Task requirements
1. Answer these questions from the passage on Convertible Preferred Stock, one answer per line:
(a) How many days' notice applies when the Purchaser requires redemption after the 6-year anniversary of the issue date?
(b) For how long after issuance does the Purchaser's agreement restricting transfers last?
(c) How many members of the Board may the holders of Convertible Preferred Stock elect while voting separately as a single class?
2. Repeat the Convertible Preferred Stock passage word for word between "At any time after" and "any such redemption.", inclusive.
3. Under the Purchase Agreement in the passage on Convertible Preferred Stock, the Purchaser agrees not to do certain things during the one-year restriction period. List every one of those actions.

At any time after the 6-year anniversary of the
issue date, upon 90 days’ notice, the Purchaser will have the option, at its election, to require the Company to redeem any or all
of the then-outstanding shares of Convertible Preferred Stock for cash consideration equal to the Liquidation Preference of the shares
of Convertible Preferred Stock to be redeemed, plus an amount equal to accumulated but unpaid dividends, if any, on such shares (whether
or not earned or declared, but excluding interest on such dividends) to, but excluding, the date fixed for such redemption. The Purchaser
will have the right to convert any shares of Convertible Preferred Stock prior to the date fixed for any such redemption.
Upon
the occurrence of a Change of Control of the Company (as defined in the articles supplementary that will establish the Convertible Preferred
Stock), the Purchaser will have the option to require the Company to immediately redeem all then-outstanding shares of Convertible
Preferred Stock for cash consideration equal to the Liquidation Preference thereof, plus an amount equal to all accumulated but unpaid
dividends thereon to, but excluding, the redemption date (whether or not earned or declared, but excluding interest). The Purchaser will
have the right to convert any shares of Convertible Preferred Stock prior to the date fixed for such Change of Control redemption.
Pursuant to the Purchase Agreement, the Purchaser
has agreed that, for a period of one year following the issuance of the Convertible Preferred Stock (the “Restriction Date”),
it will not, directly or indirectly, sell, pledge, transfer, dispose of, or enter into any swap or other arrangement that transfers any
of the economic consequences of ownership of the Convertible Preferred Stock or the shares of Common Stock into which it is convertible,
subject to exceptions for (i) redemption of Convertible Preferred Stock by the Company and (ii) the Purchaser’s exercise of its
conversion right. Following the Restriction Date, the Purchaser will be required to notify the Board of any transfer substantially concurrently
therewith.
Each holder of Convertible Preferred Stock will
be entitled to vote on an as-converted basis on each matter submitted to a vote of stockholders of the Company. In addition, for so long
as the Company is subject to the Investment Company Act of 1940, as amended (the “1940 Act”), the holders of Convertible Preferred
Stock, voting separately as a single class, shall have the right to elect two (2) members of the Board at all times (initially expected
to be James H. Kropp and Elizabeth J. Sandler), and the balance of the directors shall be elected by the holders of shares of Common
Stock and the Convertible Preferred Stock voting together; provided, however, if the Adviser is the Company’s investment adviser
and the Purchaser or its affiliates beneficially own greater than 50% of the outstanding Convertible Preferred Stock, the independent
directors of the Company selected by the Purchaser or its affiliates shall be eligible to serve as directors elected separately by the
holders of Convertible Preferred Stock. If, at any time, accumulated dividends on the outstanding shares of Convertible Preferred Stock
equal to at least two full years’ dividends shall be due and unpaid, or if holders of any other preferred stock become entitled
to elect a majority of directors of the Company under the 1940 Act, then the number of directors constituting the Board shall automatically
increase by the smallest number that, when added to the two directors elected exclusively by holders of the Convertible Preferred Stock,
would constitute a majority of the Board. During any such period, the holders of the Convertible Preferred Stock and any other preferred
stock shall have the power to elect such additional directors, voting separately as a class.

Dataset section

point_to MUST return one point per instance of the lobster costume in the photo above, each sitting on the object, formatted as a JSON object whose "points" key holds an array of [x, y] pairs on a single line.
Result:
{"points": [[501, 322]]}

Solutions below
1.
(a) 90 days
(b) One year
(c) Two

2.
At any time after the 6-year anniversary of the
issue date, upon 90 days’ notice, the Purchaser will have the option, at its election, to require the Company to redeem any or all
of the then-outstanding shares of Convertible Preferred Stock for cash consideration equal to the Liquidation Preference of the shares
of Convertible Preferred Stock to be redeemed, plus an amount equal to accumulated but unpaid dividends, if any, on such shares (whether
or not earned or declared, but excluding interest on such dividends) to, but excluding, the date fixed for such redemption. The Purchaser
will have the right to convert any shares of Convertible Preferred Stock prior to the date fixed for any such redemption.

3.
- Sell
- Pledge
- Transfer
- Dispose of
- Enter into any swap or other arrangement that transfers any of the economic consequences of ownership of the Convertible Preferred Stock or the shares of Common Stock into which it is convertible